§ Work to complete
Swap every "Reviewer note" in the material below for "Annotator note" and reproduce the rest unchanged. Leave the pictures out.

§ Records for this exercise
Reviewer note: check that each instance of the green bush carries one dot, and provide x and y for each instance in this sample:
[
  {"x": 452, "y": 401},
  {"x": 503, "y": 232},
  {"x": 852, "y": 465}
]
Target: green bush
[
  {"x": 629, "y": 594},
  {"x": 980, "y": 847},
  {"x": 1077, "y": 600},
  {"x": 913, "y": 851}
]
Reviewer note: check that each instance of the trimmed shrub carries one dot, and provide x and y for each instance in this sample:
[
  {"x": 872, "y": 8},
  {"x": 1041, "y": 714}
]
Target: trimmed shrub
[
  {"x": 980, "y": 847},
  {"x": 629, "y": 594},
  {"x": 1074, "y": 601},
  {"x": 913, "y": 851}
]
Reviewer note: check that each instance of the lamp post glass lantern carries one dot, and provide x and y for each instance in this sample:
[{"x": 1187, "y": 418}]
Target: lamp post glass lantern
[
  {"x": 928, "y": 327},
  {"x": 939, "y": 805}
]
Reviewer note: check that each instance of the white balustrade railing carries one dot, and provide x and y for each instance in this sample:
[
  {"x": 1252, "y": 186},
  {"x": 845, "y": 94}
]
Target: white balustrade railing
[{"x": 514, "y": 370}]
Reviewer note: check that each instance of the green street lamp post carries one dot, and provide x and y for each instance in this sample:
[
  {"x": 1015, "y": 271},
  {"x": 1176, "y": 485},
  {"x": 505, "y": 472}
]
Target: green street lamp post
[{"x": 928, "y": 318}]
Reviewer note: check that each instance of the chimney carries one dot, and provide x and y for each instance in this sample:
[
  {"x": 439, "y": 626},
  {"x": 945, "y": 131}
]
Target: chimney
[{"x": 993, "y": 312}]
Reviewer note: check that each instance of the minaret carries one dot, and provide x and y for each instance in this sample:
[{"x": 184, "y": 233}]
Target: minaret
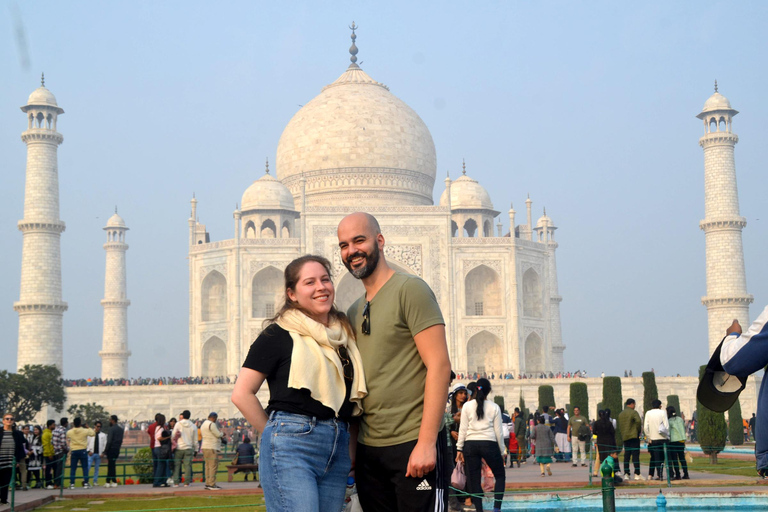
[
  {"x": 114, "y": 346},
  {"x": 40, "y": 306},
  {"x": 727, "y": 298}
]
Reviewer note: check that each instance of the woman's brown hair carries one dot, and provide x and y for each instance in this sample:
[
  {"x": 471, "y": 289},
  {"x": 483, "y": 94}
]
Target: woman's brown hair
[{"x": 291, "y": 278}]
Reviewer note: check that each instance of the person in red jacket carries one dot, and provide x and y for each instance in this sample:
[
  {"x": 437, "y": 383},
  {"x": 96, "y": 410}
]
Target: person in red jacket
[{"x": 514, "y": 449}]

§ Result below
Annotator note: check that each instance of the green bush carries one dot, and provide x and y for each instance in this sample:
[
  {"x": 452, "y": 401},
  {"x": 503, "y": 232},
  {"x": 852, "y": 465}
]
Target: green bush
[
  {"x": 629, "y": 594},
  {"x": 980, "y": 847},
  {"x": 1077, "y": 600},
  {"x": 913, "y": 851}
]
Annotator note: check that each instance of the trimmed shrub carries one dot, and provide x and y for each instance in this sample:
[
  {"x": 872, "y": 8},
  {"x": 1041, "y": 714}
]
Target: trimmed shrub
[
  {"x": 980, "y": 847},
  {"x": 629, "y": 594},
  {"x": 1074, "y": 601},
  {"x": 913, "y": 851}
]
Annotator note: check that each instance of the lamp post glass lantern carries one dot, and provide x and y for each instance in this sample:
[{"x": 1187, "y": 418}]
Target: lamp post glass lantern
[
  {"x": 928, "y": 327},
  {"x": 939, "y": 805}
]
Annotator note: check that each instance of the white balustrade railing carries one dot, and provide x and y for each instance in this sample:
[
  {"x": 1252, "y": 186},
  {"x": 845, "y": 94}
]
Target: white balustrade railing
[{"x": 514, "y": 370}]
Annotator note: check that each instance of the green street lamp post carries one dot, and provide x and y for each instance in this sample:
[
  {"x": 1015, "y": 271},
  {"x": 1176, "y": 485},
  {"x": 505, "y": 472}
]
Target: green street lamp post
[{"x": 928, "y": 318}]
Annotator note: check that each instance of the chimney carries one dot, and provide x and y for each instance in this sample:
[
  {"x": 439, "y": 626},
  {"x": 945, "y": 131}
]
Target: chimney
[{"x": 993, "y": 312}]
Annotator note: check that each instance of the minaret carries one dot, and provide x and y for each instance in this sample:
[{"x": 184, "y": 233}]
Target: minaret
[
  {"x": 114, "y": 346},
  {"x": 40, "y": 306},
  {"x": 727, "y": 298}
]
Annotator note: check that each instance of the woman's brown hair carries one dot, and provide x and y for each instance in this sample:
[
  {"x": 471, "y": 289},
  {"x": 483, "y": 94}
]
Target: woman's brown hair
[{"x": 291, "y": 278}]
Annotator note: check that each instance of the person in red jacket carries one dot, and provide x and y for each instance in this sample:
[
  {"x": 437, "y": 383},
  {"x": 96, "y": 410}
]
Target: person in red jacket
[{"x": 514, "y": 449}]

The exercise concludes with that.